== GOAL OF THE EXERCISE ==
Extract all of the entries and set them down verbatim.

== EXTRACTED INFORMATION ==
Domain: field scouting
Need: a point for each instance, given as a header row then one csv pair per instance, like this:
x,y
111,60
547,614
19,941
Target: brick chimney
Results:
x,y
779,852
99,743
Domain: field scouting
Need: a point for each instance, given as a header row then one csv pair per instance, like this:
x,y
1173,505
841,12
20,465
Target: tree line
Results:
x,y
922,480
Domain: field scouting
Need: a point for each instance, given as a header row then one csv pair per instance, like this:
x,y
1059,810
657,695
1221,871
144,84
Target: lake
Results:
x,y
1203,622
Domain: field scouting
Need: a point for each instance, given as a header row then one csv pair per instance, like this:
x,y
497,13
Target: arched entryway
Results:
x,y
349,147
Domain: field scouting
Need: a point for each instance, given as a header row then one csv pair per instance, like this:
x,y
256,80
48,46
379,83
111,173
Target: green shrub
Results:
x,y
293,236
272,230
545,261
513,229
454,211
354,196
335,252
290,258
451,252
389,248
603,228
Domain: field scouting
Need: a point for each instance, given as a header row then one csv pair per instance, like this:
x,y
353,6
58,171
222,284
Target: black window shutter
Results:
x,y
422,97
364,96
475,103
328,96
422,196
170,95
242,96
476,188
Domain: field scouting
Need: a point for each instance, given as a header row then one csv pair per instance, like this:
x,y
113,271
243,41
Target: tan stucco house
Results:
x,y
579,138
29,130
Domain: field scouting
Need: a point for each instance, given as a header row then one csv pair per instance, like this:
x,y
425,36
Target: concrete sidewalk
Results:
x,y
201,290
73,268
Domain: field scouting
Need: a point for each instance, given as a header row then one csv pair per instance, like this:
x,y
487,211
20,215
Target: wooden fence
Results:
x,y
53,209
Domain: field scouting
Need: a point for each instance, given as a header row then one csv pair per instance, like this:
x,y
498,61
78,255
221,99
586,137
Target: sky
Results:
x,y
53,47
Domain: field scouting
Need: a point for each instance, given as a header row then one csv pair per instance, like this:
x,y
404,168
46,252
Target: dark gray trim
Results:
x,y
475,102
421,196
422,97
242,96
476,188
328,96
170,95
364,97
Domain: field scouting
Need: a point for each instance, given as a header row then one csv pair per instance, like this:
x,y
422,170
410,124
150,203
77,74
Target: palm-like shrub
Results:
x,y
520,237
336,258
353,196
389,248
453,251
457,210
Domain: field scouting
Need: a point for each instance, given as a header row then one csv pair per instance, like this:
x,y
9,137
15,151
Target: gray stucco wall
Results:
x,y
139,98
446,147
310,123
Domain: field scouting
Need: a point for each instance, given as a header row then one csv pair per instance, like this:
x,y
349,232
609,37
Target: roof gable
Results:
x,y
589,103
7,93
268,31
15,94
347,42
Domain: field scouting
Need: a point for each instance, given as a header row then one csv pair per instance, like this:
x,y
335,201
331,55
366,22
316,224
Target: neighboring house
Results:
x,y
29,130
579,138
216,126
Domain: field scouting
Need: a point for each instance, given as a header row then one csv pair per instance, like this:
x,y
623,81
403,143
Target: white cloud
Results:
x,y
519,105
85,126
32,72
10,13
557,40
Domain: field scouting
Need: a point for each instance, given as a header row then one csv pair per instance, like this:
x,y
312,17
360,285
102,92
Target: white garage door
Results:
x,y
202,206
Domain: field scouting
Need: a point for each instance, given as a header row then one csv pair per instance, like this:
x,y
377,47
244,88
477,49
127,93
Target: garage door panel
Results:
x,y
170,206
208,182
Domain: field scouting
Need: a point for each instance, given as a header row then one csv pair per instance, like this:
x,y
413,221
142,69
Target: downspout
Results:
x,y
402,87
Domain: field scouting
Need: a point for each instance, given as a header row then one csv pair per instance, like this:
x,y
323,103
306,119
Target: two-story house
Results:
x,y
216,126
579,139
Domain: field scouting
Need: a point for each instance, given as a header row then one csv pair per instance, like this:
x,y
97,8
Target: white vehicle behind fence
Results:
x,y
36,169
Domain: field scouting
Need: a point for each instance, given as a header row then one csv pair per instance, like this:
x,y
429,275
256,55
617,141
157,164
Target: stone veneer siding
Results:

== TASK SOLUTION ==
Domain: field scouting
Need: a point for each instance, given as a header row then one csv pair per instance, like this:
x,y
111,60
547,614
19,941
Target: brick chimney
Results:
x,y
779,852
99,743
Domain: field scouting
Need: a point for each instance, given as a header row then one csv pair per instance, like this:
x,y
1173,505
841,12
20,465
Target: tree line
Results:
x,y
922,480
Domain: field scouting
Need: a point for each instance, given as a header row then one csv pair per instance, like this:
x,y
1059,810
657,695
1221,871
144,84
Target: lake
Results:
x,y
1203,622
Domain: field scouting
Need: a point for each instance, given as a header row then one csv pair per instance, like this:
x,y
497,13
Target: arched entryway
Results:
x,y
349,147
Domain: field scouting
Need: a point for each instance, given as a header row then one csv pair per instance, like this:
x,y
256,80
48,46
379,83
111,173
Target: green shrub
Results:
x,y
293,236
272,230
545,261
513,229
454,211
354,196
335,252
290,258
451,252
389,248
603,228
Domain: field scouting
Need: a point for each instance, given as a header row then one csv pair per instance, like this:
x,y
353,6
58,171
222,284
Target: black window shutter
Results:
x,y
422,97
364,96
475,103
328,96
422,196
170,95
242,96
476,188
Domain: field scouting
Need: a point for each instance, given as a header row then one csv pair per instance, like this:
x,y
113,271
243,41
Target: tan stucco house
Results:
x,y
579,138
29,130
Domain: field scouting
Need: a point for each instance, given as a header row then one csv pair per instance, like this:
x,y
425,36
Target: concrete sidewalk
Results:
x,y
201,290
73,268
Domain: field scouting
Need: a point for each instance, given as a header row then one csv pair per instance, like this:
x,y
487,211
20,215
Target: wooden fence
Results:
x,y
53,209
Domain: field scouting
Need: a point for each instance, given as a header row then one csv pair per instance, like this:
x,y
498,61
78,255
221,99
586,137
Target: sky
Results:
x,y
53,47
Domain: field scouting
Need: a point for each instance, given as a header row then one csv pair per instance, like this:
x,y
404,168
46,252
Target: dark gray trim
Results:
x,y
475,102
421,196
422,97
242,96
476,188
328,96
170,95
364,97
Domain: field scouting
Need: a point for each instance, given as a header row then one csv pair per instance, like this:
x,y
422,170
410,124
150,203
77,74
Target: palm-like shrub
Results:
x,y
520,237
336,258
353,196
389,248
453,251
457,210
Domain: field scouting
Need: a point for each instance, given as a header row then one csv pair per instance, like this:
x,y
9,137
15,151
Target: gray stucco wall
Results:
x,y
139,98
446,147
310,123
Domain: field scouting
Need: a point for each instance, given as a header row then one csv pair per instance, like this:
x,y
349,232
609,37
Target: roof gable
Results:
x,y
589,103
7,93
268,31
15,94
347,42
Domain: field scouting
Need: a point for each instance, given as a header row then one csv pair per instance, like this:
x,y
335,201
331,55
366,22
316,224
Target: neighboring house
Results:
x,y
29,130
579,138
216,126
Domain: field scouting
Need: a point for each instance, given as a header row then one csv pair per instance, like this:
x,y
623,81
403,143
Target: white cloud
Results:
x,y
519,105
85,126
32,72
10,13
557,40
Domain: field scouting
Need: a point for each instance, given as a header row then one csv pair per instance, like this:
x,y
312,17
360,285
102,92
Target: white garage door
Results:
x,y
202,206
Domain: field scouting
Need: a point for each instance, given as a header row then one csv pair per instance, like this:
x,y
377,47
244,88
477,49
127,93
Target: garage door panel
Results:
x,y
170,206
208,182
Domain: field scouting
Need: a point for each instance, given as a header row then one csv pair per instance, like this:
x,y
413,221
142,69
Target: downspout
Results:
x,y
402,87
Domain: field scouting
Need: a point for each instance, given as a header row then one csv pair per instance, like this:
x,y
323,103
306,119
Target: two-story house
Results:
x,y
216,126
579,139
Domain: field scouting
Need: a point for each instance, given as a header row then one csv pair per instance, like this:
x,y
97,8
Target: white vehicle behind fence
Results:
x,y
36,169
Domain: field scouting
Need: a point for each instance, given as a header row then one csv pair per instance, like this:
x,y
429,275
256,55
617,141
157,164
Target: stone veneer siding
Results:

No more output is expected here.